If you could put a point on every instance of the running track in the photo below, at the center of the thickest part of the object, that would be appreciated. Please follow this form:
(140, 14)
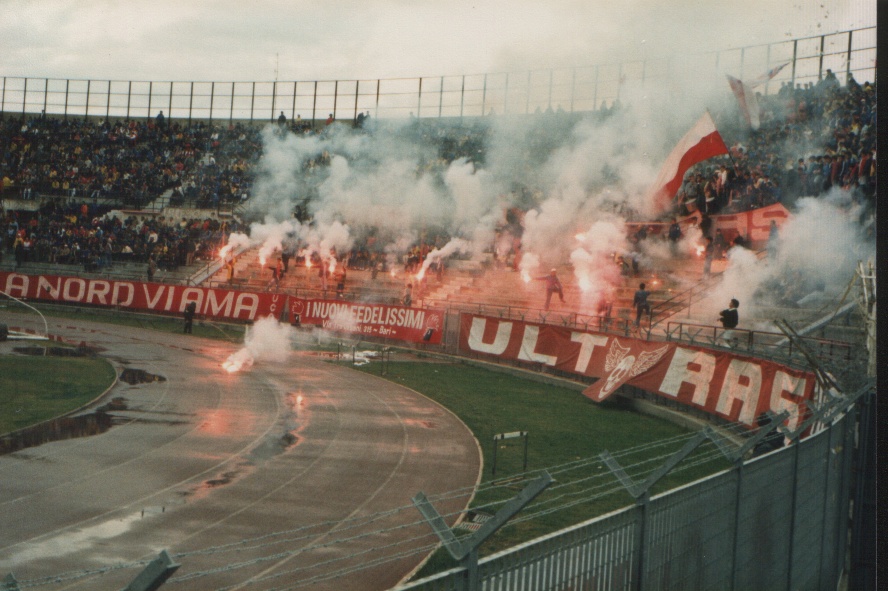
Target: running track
(199, 461)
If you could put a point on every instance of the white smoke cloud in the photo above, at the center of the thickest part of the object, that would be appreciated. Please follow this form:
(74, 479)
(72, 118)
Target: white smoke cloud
(266, 340)
(817, 252)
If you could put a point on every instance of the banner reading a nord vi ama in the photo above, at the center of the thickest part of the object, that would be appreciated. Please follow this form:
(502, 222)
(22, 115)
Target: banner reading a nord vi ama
(139, 295)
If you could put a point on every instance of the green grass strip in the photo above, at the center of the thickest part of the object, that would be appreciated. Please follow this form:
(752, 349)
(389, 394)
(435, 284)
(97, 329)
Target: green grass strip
(34, 389)
(564, 427)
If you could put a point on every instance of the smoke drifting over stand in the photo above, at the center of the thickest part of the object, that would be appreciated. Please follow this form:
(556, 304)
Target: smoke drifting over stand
(578, 179)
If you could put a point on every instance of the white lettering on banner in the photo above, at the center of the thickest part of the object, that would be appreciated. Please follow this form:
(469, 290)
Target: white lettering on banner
(214, 306)
(98, 290)
(44, 284)
(733, 389)
(793, 386)
(81, 290)
(191, 294)
(415, 318)
(171, 292)
(246, 302)
(152, 301)
(17, 285)
(588, 342)
(760, 222)
(680, 372)
(527, 352)
(476, 337)
(130, 293)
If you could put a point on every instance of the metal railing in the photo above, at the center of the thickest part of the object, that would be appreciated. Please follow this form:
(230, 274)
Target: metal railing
(576, 89)
(779, 521)
(773, 345)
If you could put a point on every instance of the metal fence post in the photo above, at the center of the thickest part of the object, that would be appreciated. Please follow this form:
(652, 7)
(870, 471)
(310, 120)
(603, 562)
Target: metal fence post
(9, 583)
(466, 551)
(155, 574)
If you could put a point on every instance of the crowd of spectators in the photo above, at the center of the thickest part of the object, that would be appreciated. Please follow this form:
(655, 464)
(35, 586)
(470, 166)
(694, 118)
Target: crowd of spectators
(813, 137)
(132, 162)
(96, 237)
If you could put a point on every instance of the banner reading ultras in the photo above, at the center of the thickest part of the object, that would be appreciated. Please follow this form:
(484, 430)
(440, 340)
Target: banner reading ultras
(138, 295)
(735, 388)
(416, 325)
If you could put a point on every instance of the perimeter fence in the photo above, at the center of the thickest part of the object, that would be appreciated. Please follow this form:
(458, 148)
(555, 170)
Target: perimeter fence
(575, 89)
(777, 521)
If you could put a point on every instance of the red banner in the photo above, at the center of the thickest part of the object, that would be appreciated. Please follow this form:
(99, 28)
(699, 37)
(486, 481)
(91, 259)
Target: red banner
(416, 325)
(754, 225)
(139, 295)
(733, 387)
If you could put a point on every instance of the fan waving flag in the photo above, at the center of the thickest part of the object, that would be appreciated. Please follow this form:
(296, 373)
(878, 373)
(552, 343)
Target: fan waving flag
(700, 143)
(747, 101)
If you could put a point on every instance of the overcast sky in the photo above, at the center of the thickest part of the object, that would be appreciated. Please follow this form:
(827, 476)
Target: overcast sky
(233, 40)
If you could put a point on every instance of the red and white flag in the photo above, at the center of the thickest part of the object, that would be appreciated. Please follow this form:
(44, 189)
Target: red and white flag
(747, 101)
(700, 143)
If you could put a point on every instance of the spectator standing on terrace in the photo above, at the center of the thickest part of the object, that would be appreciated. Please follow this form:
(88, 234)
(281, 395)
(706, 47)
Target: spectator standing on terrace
(708, 253)
(553, 285)
(773, 238)
(152, 267)
(730, 318)
(190, 310)
(641, 304)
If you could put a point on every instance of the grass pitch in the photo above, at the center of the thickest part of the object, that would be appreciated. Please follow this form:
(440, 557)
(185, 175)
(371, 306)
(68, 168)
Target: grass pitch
(34, 389)
(566, 432)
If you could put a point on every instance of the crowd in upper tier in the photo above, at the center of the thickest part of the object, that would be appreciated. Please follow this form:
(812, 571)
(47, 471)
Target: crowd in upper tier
(812, 137)
(131, 162)
(93, 237)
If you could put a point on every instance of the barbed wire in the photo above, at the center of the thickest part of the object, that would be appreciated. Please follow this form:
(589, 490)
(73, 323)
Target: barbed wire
(545, 506)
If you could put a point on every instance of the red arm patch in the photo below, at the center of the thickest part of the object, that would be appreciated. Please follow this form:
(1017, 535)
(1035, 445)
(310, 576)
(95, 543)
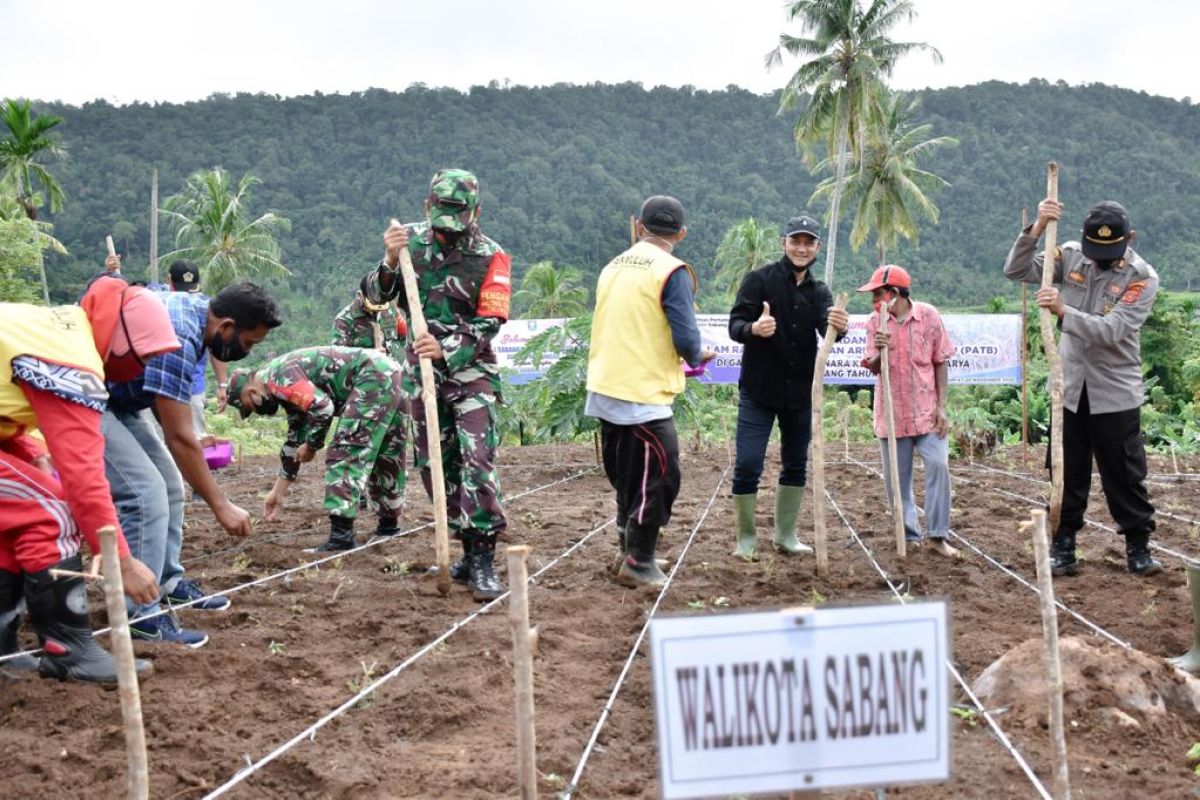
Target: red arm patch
(300, 394)
(497, 289)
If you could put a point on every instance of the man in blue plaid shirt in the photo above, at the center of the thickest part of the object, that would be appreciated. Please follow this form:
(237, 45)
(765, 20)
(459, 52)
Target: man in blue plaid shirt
(147, 473)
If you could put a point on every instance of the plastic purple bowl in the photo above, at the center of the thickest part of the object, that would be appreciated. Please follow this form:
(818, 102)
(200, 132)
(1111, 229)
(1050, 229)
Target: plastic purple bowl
(219, 455)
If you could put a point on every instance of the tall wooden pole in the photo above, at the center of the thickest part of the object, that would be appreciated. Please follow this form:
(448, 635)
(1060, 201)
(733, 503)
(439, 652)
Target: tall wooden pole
(126, 669)
(1050, 259)
(819, 529)
(154, 226)
(1054, 663)
(894, 468)
(522, 667)
(432, 435)
(1025, 362)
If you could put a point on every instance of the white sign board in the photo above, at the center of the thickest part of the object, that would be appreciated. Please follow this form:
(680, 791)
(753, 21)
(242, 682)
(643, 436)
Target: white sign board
(802, 699)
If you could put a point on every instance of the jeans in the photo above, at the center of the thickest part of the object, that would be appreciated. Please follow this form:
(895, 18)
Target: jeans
(935, 455)
(148, 492)
(755, 421)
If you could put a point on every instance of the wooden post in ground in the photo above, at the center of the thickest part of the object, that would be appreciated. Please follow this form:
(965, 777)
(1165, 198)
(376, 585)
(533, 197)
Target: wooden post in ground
(1054, 665)
(819, 529)
(430, 398)
(893, 475)
(1050, 258)
(522, 666)
(126, 672)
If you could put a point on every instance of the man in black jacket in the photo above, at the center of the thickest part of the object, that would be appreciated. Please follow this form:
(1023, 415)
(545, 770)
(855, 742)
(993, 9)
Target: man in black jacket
(778, 314)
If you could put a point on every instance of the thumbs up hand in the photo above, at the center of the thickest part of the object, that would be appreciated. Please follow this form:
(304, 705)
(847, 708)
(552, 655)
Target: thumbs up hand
(765, 325)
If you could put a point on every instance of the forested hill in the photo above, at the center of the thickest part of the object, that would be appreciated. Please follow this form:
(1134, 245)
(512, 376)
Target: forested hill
(563, 167)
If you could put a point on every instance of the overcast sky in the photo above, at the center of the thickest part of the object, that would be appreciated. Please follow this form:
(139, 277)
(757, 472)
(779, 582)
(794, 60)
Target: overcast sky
(127, 50)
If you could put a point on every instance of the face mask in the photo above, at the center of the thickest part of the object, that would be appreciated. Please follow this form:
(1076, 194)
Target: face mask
(228, 350)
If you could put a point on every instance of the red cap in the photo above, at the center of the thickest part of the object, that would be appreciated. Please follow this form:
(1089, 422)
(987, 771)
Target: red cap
(889, 275)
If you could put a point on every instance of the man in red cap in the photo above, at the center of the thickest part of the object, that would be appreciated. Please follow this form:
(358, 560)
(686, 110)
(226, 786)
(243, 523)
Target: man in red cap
(918, 350)
(53, 364)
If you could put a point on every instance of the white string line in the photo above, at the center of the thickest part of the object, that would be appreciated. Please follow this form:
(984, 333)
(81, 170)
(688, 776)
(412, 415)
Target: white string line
(995, 728)
(1092, 489)
(307, 565)
(1020, 579)
(311, 731)
(637, 643)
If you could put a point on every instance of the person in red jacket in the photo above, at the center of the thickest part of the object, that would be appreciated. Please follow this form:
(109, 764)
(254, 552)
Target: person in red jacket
(53, 362)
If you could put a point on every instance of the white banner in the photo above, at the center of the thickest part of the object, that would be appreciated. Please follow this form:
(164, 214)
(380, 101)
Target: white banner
(802, 699)
(989, 349)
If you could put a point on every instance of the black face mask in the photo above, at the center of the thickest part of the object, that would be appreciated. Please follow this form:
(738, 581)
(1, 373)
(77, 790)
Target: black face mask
(231, 350)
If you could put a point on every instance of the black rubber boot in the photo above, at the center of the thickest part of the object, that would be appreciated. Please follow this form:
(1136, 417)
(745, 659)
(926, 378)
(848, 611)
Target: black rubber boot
(460, 570)
(341, 535)
(483, 582)
(58, 608)
(640, 567)
(388, 525)
(11, 594)
(1062, 555)
(1138, 558)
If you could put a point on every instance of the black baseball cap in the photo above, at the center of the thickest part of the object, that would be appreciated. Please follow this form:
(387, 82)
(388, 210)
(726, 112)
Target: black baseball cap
(1105, 232)
(802, 224)
(185, 276)
(663, 215)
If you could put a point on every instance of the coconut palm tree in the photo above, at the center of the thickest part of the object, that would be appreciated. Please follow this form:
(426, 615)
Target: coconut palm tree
(215, 230)
(888, 190)
(749, 244)
(21, 169)
(547, 290)
(851, 55)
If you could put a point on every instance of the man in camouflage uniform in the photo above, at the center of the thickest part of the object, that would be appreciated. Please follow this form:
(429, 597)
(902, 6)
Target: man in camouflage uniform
(313, 385)
(463, 281)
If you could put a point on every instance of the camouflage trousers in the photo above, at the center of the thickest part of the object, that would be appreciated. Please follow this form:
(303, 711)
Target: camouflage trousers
(468, 437)
(366, 451)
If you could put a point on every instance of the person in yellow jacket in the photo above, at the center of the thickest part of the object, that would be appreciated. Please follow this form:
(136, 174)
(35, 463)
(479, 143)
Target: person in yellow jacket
(53, 362)
(642, 325)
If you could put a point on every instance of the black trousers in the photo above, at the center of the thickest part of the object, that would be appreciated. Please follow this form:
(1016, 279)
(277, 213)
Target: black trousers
(1116, 443)
(642, 464)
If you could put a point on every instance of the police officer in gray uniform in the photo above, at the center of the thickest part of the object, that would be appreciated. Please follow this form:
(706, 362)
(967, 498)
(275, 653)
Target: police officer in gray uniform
(1104, 294)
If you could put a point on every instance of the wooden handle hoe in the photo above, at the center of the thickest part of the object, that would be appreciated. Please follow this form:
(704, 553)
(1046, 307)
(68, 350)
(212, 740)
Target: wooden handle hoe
(819, 529)
(1051, 349)
(126, 671)
(432, 429)
(893, 467)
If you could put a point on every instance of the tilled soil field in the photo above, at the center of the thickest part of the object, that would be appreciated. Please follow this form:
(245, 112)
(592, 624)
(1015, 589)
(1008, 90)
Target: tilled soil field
(294, 648)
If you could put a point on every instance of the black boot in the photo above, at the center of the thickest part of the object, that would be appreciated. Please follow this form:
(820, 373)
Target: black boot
(11, 590)
(341, 535)
(58, 608)
(640, 567)
(483, 582)
(460, 571)
(388, 525)
(1062, 555)
(1138, 558)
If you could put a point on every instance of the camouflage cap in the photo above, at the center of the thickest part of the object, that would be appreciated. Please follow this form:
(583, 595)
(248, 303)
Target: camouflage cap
(454, 197)
(238, 379)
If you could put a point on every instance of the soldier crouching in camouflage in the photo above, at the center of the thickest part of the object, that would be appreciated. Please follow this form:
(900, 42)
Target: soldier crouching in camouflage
(463, 280)
(313, 385)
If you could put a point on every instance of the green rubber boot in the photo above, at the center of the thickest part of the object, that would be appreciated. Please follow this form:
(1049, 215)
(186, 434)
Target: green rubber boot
(787, 511)
(748, 540)
(1191, 660)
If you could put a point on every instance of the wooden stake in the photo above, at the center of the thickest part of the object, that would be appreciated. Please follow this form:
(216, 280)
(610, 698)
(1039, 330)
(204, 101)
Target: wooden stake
(819, 529)
(126, 673)
(522, 666)
(894, 468)
(429, 397)
(1051, 350)
(1054, 665)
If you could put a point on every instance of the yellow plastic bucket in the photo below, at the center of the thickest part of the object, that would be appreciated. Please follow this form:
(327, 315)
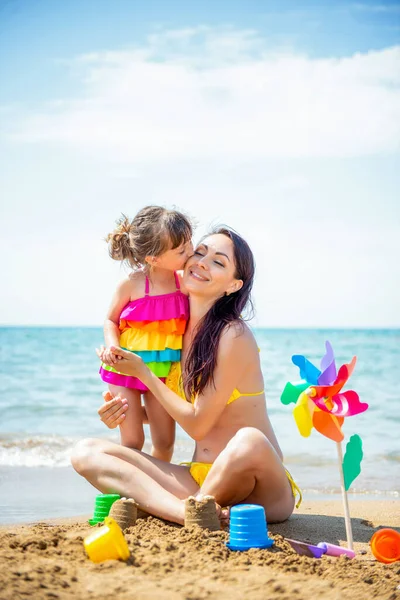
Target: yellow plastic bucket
(107, 543)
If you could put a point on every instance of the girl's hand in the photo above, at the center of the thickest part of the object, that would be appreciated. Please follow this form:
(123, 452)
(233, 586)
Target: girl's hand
(112, 412)
(127, 363)
(106, 356)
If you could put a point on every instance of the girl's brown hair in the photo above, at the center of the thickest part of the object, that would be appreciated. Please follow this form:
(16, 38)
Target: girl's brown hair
(152, 232)
(201, 361)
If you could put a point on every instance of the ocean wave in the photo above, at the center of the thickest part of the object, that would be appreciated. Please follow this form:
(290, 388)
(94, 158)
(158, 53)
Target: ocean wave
(38, 451)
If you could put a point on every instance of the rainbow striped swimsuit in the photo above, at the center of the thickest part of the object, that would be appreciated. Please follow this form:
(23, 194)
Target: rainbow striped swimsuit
(151, 327)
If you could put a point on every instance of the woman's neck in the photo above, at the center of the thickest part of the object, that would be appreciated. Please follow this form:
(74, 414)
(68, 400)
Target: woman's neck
(160, 276)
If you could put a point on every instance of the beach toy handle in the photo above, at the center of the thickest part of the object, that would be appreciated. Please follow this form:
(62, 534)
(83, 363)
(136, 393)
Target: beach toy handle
(332, 550)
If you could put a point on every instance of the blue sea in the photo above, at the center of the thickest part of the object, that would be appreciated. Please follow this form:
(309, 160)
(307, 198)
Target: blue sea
(51, 391)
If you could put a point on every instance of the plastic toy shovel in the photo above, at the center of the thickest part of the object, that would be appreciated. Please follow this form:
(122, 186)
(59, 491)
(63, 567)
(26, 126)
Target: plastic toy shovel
(306, 549)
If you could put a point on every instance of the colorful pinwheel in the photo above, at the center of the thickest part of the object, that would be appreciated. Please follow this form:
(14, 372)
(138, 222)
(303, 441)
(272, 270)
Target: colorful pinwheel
(320, 403)
(318, 397)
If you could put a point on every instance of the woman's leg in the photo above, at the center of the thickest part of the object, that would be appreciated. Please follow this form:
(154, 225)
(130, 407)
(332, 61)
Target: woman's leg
(131, 428)
(249, 470)
(162, 428)
(157, 486)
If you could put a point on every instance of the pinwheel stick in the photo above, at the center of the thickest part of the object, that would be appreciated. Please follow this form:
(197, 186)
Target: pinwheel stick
(347, 520)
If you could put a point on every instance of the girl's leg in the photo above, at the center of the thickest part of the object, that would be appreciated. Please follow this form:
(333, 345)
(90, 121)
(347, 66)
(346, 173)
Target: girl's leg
(162, 428)
(158, 487)
(249, 470)
(131, 428)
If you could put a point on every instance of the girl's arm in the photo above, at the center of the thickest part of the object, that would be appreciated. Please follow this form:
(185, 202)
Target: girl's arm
(199, 418)
(121, 297)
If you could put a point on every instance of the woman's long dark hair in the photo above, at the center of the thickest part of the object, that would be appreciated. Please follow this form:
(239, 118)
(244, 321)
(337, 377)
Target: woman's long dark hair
(202, 358)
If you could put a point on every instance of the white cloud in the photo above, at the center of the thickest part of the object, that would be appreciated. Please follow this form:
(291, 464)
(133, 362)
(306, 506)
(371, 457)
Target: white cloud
(200, 93)
(376, 8)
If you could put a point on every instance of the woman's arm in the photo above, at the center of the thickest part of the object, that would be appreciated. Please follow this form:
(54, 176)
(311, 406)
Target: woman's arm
(199, 418)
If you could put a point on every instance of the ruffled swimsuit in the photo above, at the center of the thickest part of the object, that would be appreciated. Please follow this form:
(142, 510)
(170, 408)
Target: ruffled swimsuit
(151, 327)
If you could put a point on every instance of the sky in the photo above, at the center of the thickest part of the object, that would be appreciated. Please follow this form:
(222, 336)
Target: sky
(278, 118)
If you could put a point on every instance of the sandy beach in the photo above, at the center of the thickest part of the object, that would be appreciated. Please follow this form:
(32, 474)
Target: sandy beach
(47, 560)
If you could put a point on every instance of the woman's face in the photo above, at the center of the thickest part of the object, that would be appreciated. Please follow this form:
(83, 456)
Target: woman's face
(211, 270)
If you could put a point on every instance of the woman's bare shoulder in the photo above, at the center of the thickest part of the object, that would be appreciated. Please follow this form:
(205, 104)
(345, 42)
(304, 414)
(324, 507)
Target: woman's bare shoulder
(238, 334)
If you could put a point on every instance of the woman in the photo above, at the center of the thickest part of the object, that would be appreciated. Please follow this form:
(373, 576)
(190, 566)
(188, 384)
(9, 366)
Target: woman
(237, 456)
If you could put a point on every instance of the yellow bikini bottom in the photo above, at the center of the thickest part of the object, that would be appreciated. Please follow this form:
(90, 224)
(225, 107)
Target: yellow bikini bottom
(199, 472)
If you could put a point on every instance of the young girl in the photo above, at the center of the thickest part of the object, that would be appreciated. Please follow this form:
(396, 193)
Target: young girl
(148, 315)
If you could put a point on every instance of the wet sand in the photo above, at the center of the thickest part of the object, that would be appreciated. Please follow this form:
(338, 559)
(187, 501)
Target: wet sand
(47, 560)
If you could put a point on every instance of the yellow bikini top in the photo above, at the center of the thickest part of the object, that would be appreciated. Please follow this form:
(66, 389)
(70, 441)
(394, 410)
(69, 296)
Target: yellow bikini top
(174, 382)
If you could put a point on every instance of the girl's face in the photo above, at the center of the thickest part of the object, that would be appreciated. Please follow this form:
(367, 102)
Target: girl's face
(211, 270)
(173, 260)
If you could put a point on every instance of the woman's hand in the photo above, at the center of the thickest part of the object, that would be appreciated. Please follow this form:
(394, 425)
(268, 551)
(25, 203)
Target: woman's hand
(112, 412)
(106, 356)
(127, 363)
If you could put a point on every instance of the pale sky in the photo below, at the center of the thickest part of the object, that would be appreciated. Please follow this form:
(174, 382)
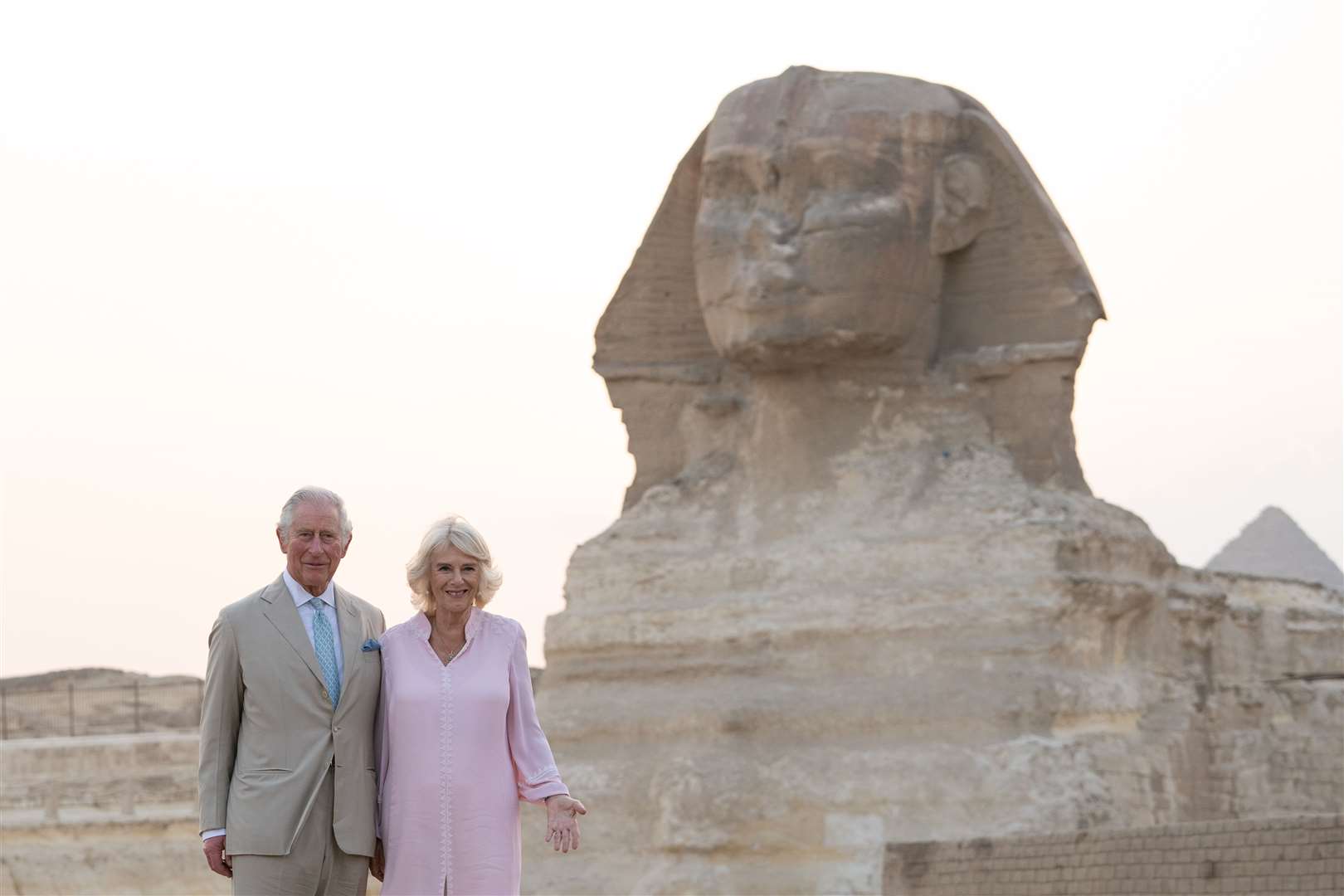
*****
#### [Set task]
Count the lines in the records above that contain the word "police", and reply with the number alone.

#### [Written answer]
2